-- EXCERPT PROVIDED follows --

Were any of her other iron study numbers way off?


----------



## Catherine

I don't have a copy of the test results but 3 of the 4 were out of range on the previous test.


----------



## my little penguin

That may be why DS only had low ferritin and high something else .
His hgb was normal though .


----------



## DustyKat

Couple of articles re: Iron Studies. They each have tables at the end showing what results may indicate…

http://www.aacb.asn.au/documents/item/641

http://www.melbournehaematology.com.au/pdfs/guidelines/melbourne-haematology-guidelines-iron-studies.pdf

No doubt there will always be exceptions to the rule though! 

Dusty.


----------



## Catherine

:ybatty:Get the sample is going to kill me.  She says she has only had one BM and that was on Thursday.:ybatty:


----------



## my little penguin

Turn off the water to the toliet so she can't flush - line the bowel with plastic wrap ??


----------



## DustyKat

Thursday?? :eek2: 

Has she gone yet Catherine? 

Dusty. xxx


----------



## Catherine

Did sample night, I will take in tomorrow.


----------



## Catherine

Faecal calprotectin has come back as <19.5 (19.5 - 50) ug/g

Comment: low/absent inflammation of the GIT.

I think we can rule out inflammation as the cause of low iron.


----------



## gotumtum

Hi Catherine

If your daughter continues to have sore tummies may I suggest that she get a Giardia test done (I think it is a stool test sorry!) I had this when I was doing a lot of swimming when I was about her age and only had sore tummies- although adults usually present with vomiting and diarrhea. It is usually treated with a short but strong course of antibiotics.

good luck - it is not fun to have sick kids of any age.


----------



## Catherine

Quick update.

We going have some more blood tests done to monitor the low ferritin levels.

The gp printed off the vitamin d results from April.

The vitamin d is back in range at 84 nmol/L (75-200)  So increased from 54, while taking 1000mg vitamin d and over summer.

Kerry seems ok with having the blood test done, if mean taking less supplements.  

Starting to second guess myself.


----------



## Catherine

In a normal healthy child (eg non IBD).  How soon would you expect an improvement in iron levels?

Is two and half months long enough?


----------



## kimmidwife

Yes you should start to see so e improvement within two and a half months. 
What type of iron is the child taking?

-- EXCERPT PROVIDED concluded --
-- PROVIDED MATERIAL follows --

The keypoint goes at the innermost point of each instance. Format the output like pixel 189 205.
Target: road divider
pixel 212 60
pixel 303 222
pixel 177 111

-- PROVIDED MATERIAL concluded --

TASK DESCRIPTION
Reproduce part of the forum thread about low iron levels. Start at the words "We going have" and stop after the words "second guess myself.".

THE ANSWER
We going have some more blood tests done to monitor the low ferritin levels.

The gp printed off the vitamin d results from April.

The vitamin d is back in range at 84 nmol/L (75-200)  So increased from 54, while taking 1000mg vitamin d and over summer.

Kerry seems ok with having the blood test done, if mean taking less supplements.  

Starting to second guess myself.